### Directions for this task
Pick out each line in the entries below that contains the word "plant" and copy it.

### Excerpted data

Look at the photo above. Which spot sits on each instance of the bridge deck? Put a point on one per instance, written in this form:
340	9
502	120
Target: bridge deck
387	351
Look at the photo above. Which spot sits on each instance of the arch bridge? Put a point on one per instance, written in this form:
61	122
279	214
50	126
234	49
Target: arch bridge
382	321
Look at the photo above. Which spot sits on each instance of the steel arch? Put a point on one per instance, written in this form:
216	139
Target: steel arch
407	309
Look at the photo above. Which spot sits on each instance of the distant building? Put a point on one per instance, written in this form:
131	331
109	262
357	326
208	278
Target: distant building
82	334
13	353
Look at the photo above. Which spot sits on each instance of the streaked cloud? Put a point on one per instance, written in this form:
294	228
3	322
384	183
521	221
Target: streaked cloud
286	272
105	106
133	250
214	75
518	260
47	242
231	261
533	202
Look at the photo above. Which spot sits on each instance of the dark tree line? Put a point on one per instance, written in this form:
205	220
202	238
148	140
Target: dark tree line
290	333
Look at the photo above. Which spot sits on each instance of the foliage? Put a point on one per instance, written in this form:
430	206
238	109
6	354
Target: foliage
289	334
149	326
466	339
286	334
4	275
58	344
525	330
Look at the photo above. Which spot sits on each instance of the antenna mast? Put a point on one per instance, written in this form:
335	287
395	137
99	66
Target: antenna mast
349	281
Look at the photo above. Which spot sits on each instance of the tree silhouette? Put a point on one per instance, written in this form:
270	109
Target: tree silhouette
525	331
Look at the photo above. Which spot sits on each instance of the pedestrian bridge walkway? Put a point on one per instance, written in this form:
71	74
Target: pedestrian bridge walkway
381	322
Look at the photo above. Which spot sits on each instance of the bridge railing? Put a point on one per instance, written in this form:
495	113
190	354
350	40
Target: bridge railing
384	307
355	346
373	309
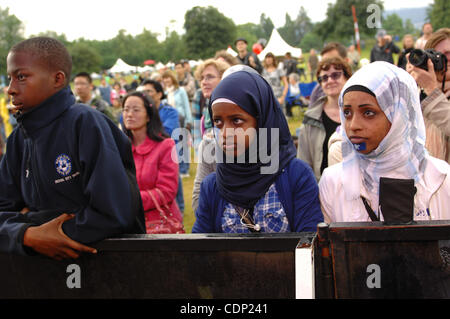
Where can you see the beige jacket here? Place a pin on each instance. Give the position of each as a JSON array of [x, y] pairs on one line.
[[311, 137]]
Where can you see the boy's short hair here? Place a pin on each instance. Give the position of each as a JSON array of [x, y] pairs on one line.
[[157, 86], [51, 52]]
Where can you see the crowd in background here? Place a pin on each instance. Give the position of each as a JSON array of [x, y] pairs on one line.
[[180, 97]]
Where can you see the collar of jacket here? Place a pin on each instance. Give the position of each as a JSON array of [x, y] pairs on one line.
[[146, 147], [45, 113], [313, 116]]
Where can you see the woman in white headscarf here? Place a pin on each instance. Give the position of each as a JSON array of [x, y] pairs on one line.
[[383, 136]]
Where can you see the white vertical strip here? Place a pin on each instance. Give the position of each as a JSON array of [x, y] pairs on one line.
[[303, 273]]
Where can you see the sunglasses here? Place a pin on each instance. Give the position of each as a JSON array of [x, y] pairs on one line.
[[324, 78]]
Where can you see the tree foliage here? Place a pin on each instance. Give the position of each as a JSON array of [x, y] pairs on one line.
[[339, 25], [207, 31], [438, 14]]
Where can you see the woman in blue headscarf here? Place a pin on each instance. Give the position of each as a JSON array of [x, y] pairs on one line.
[[259, 185]]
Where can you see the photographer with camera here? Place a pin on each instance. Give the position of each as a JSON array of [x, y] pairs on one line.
[[430, 69]]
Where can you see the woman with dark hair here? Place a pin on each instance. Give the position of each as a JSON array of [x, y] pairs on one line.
[[322, 118], [383, 146], [156, 171]]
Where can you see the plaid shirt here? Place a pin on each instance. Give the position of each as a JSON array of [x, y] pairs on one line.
[[268, 213]]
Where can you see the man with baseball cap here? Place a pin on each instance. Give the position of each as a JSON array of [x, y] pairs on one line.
[[245, 57]]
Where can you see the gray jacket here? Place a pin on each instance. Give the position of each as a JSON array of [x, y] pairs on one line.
[[206, 165]]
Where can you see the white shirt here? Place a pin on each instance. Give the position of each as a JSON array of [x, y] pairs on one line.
[[433, 193]]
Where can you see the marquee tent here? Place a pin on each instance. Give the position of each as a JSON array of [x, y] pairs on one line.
[[122, 67], [279, 47]]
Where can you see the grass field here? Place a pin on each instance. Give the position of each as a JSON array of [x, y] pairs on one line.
[[188, 182], [294, 123]]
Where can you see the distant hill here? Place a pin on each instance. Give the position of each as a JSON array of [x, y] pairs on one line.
[[417, 15]]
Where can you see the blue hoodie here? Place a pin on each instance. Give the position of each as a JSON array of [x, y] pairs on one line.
[[68, 158]]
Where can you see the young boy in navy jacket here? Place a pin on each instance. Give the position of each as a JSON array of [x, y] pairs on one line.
[[68, 177]]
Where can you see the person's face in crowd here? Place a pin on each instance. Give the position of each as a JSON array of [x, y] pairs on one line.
[[82, 87], [241, 46], [30, 81], [209, 79], [408, 42], [335, 81], [167, 82], [179, 69], [427, 29], [116, 103], [187, 67], [270, 61], [292, 80], [135, 116], [150, 90], [444, 48], [365, 122], [330, 54], [237, 128]]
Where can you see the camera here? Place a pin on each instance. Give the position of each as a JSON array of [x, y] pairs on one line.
[[420, 58]]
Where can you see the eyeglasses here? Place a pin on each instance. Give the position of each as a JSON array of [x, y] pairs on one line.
[[324, 78], [208, 78]]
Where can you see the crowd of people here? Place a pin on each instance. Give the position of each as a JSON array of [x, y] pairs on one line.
[[86, 162]]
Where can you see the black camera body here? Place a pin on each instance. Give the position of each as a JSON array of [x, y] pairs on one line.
[[420, 58]]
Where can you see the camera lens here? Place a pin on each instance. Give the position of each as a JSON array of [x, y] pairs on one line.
[[417, 57]]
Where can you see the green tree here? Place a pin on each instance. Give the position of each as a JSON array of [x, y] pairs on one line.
[[11, 32], [267, 27], [174, 48], [409, 27], [249, 31], [52, 34], [84, 58], [293, 31], [339, 25], [147, 47], [207, 31], [438, 14]]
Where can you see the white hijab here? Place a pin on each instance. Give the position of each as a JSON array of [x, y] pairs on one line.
[[402, 153]]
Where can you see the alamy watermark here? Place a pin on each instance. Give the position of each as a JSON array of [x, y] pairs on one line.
[[231, 146], [374, 279], [74, 279]]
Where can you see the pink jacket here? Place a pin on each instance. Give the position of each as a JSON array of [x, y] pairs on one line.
[[156, 169]]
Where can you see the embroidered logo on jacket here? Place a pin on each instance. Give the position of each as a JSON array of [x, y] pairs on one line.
[[63, 165]]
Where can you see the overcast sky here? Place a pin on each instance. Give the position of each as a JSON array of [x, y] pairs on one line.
[[102, 19]]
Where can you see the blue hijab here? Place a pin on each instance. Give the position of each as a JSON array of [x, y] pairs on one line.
[[243, 184]]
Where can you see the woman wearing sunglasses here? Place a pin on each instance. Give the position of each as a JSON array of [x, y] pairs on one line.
[[322, 118]]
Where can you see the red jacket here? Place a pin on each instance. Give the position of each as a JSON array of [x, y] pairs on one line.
[[156, 169]]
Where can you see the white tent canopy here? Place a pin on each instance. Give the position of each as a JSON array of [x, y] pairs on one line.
[[121, 66], [279, 47], [231, 51]]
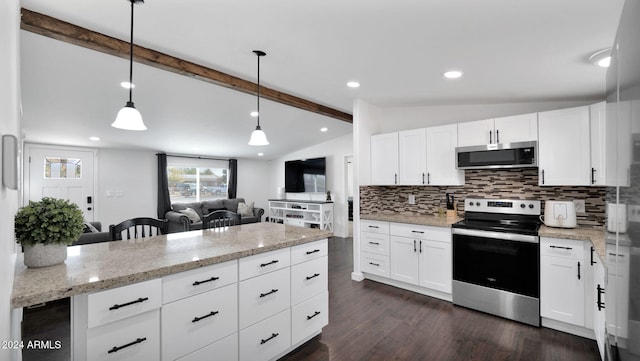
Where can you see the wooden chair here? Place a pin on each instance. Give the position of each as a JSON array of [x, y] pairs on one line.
[[220, 219], [139, 227]]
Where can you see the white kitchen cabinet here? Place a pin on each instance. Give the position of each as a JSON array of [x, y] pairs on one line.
[[412, 160], [564, 147], [441, 156], [517, 128], [562, 281], [384, 159]]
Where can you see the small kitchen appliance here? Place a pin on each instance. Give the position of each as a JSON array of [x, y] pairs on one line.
[[496, 258], [561, 214]]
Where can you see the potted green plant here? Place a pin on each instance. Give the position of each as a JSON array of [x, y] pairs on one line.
[[45, 228]]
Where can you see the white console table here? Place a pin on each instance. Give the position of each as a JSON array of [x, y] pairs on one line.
[[310, 214]]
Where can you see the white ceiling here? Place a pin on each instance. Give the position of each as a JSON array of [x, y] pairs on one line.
[[510, 51]]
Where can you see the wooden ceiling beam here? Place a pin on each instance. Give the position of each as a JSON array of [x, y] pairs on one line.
[[60, 30]]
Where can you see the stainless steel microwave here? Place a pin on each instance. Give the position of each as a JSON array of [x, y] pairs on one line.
[[501, 155]]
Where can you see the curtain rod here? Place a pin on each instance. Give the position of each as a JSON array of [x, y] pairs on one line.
[[192, 156]]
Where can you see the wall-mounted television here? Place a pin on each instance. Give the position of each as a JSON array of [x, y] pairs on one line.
[[305, 175]]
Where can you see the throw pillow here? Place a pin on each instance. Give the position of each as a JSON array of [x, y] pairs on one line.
[[191, 214], [245, 209]]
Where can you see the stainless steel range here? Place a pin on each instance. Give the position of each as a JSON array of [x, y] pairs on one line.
[[496, 258]]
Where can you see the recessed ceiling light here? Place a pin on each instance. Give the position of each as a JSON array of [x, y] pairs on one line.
[[601, 58], [453, 74]]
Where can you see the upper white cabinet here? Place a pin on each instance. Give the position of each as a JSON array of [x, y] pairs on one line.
[[518, 128], [564, 152], [441, 156], [384, 159], [412, 161]]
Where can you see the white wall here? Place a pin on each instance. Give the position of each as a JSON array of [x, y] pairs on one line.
[[335, 151], [10, 123]]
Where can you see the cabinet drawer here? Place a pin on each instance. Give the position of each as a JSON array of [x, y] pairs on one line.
[[266, 339], [567, 248], [263, 263], [309, 251], [135, 338], [264, 296], [195, 322], [309, 279], [193, 282], [374, 226], [440, 234], [122, 302], [375, 264], [309, 317], [375, 243], [225, 349]]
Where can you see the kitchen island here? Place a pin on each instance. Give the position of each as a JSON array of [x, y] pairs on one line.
[[254, 291]]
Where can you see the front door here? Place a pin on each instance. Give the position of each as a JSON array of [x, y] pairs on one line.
[[61, 172]]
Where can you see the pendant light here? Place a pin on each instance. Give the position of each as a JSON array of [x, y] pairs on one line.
[[257, 136], [129, 117]]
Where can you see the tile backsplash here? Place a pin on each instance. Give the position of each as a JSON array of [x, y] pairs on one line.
[[495, 184]]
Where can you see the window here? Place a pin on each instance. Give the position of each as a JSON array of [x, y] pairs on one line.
[[195, 180]]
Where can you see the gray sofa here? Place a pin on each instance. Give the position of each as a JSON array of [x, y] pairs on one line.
[[179, 222]]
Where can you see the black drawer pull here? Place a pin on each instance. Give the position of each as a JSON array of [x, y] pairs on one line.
[[139, 300], [268, 293], [212, 313], [314, 315], [269, 263], [273, 335], [561, 247], [214, 278], [118, 348]]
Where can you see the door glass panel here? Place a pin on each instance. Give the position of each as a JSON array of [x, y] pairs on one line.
[[62, 168]]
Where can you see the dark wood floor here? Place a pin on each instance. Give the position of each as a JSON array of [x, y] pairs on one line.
[[372, 321]]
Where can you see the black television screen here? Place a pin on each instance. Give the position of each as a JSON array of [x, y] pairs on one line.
[[305, 175]]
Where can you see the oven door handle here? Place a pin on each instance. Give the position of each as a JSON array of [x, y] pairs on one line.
[[496, 235]]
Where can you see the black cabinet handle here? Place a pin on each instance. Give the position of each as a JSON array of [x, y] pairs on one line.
[[273, 335], [214, 278], [578, 269], [269, 263], [212, 313], [314, 315], [560, 247], [268, 293], [139, 300], [118, 348], [599, 302], [314, 276]]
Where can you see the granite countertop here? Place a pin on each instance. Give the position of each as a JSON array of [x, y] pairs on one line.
[[101, 266], [411, 218]]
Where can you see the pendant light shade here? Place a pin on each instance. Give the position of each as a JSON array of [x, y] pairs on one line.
[[129, 117], [258, 137]]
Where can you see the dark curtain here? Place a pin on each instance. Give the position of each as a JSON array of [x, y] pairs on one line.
[[233, 178], [164, 201]]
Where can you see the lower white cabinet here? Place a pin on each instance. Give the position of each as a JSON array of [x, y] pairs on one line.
[[266, 339], [562, 281]]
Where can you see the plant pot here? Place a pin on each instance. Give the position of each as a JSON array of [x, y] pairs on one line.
[[44, 255]]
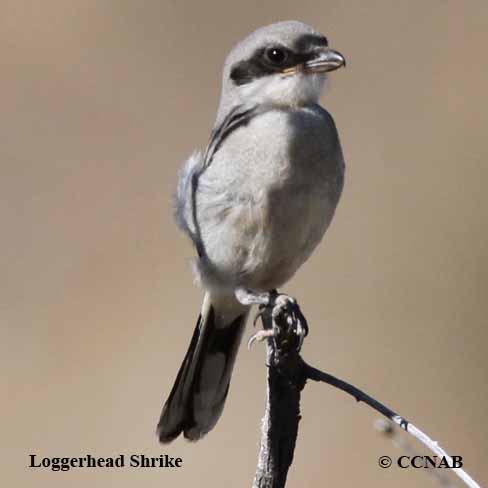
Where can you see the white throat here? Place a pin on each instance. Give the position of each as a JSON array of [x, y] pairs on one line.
[[290, 91]]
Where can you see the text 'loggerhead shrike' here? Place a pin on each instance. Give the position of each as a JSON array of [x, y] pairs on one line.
[[255, 203]]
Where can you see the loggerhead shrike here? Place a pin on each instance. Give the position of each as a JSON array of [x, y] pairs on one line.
[[255, 203]]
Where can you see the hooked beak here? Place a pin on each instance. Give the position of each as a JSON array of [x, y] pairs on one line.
[[328, 60]]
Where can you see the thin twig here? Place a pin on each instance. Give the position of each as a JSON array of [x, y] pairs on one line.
[[388, 429], [287, 375], [360, 396]]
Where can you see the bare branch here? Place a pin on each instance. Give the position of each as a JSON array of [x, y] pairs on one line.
[[285, 327]]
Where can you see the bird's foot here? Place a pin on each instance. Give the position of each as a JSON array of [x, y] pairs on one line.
[[283, 321]]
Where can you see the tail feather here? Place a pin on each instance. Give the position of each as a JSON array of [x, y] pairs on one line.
[[197, 398]]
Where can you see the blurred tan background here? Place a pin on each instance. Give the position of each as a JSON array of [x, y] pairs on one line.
[[101, 101]]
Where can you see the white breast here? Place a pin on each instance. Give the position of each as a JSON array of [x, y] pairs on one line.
[[267, 199]]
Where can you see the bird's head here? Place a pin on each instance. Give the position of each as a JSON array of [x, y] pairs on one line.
[[283, 64]]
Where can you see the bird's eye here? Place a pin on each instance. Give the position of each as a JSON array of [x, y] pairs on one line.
[[276, 55]]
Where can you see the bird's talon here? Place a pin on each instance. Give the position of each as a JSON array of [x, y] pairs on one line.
[[260, 336]]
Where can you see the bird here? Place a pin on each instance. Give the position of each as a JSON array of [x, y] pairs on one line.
[[255, 203]]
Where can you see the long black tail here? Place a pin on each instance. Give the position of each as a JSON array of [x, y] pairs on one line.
[[198, 395]]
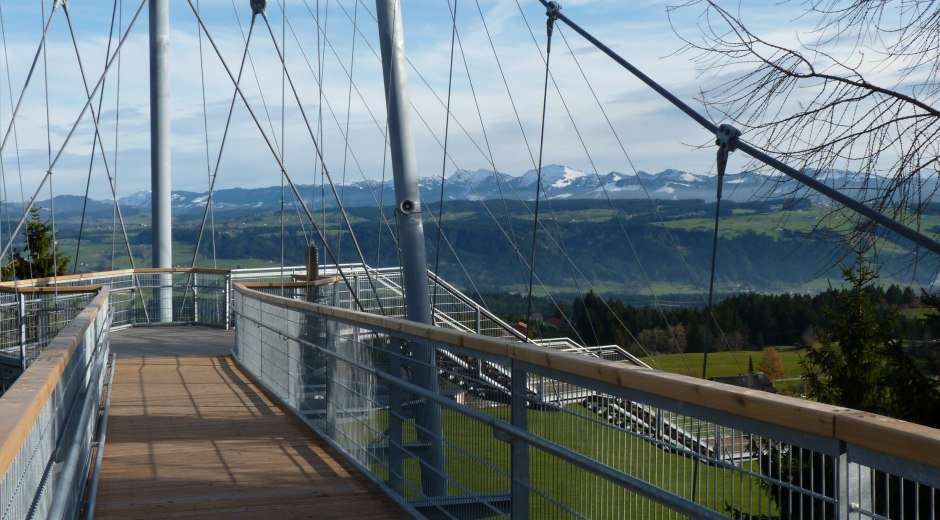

### Solution for this problem
Where can you see the potted green plant here? Place a pin on each instance. Give the position of each as a JSON array of [x, y] pairs on one line.
Where can you see the plant pot here? Place a pin on each instance. Give the position of each as a JSON array of [x, y] pairs on one line.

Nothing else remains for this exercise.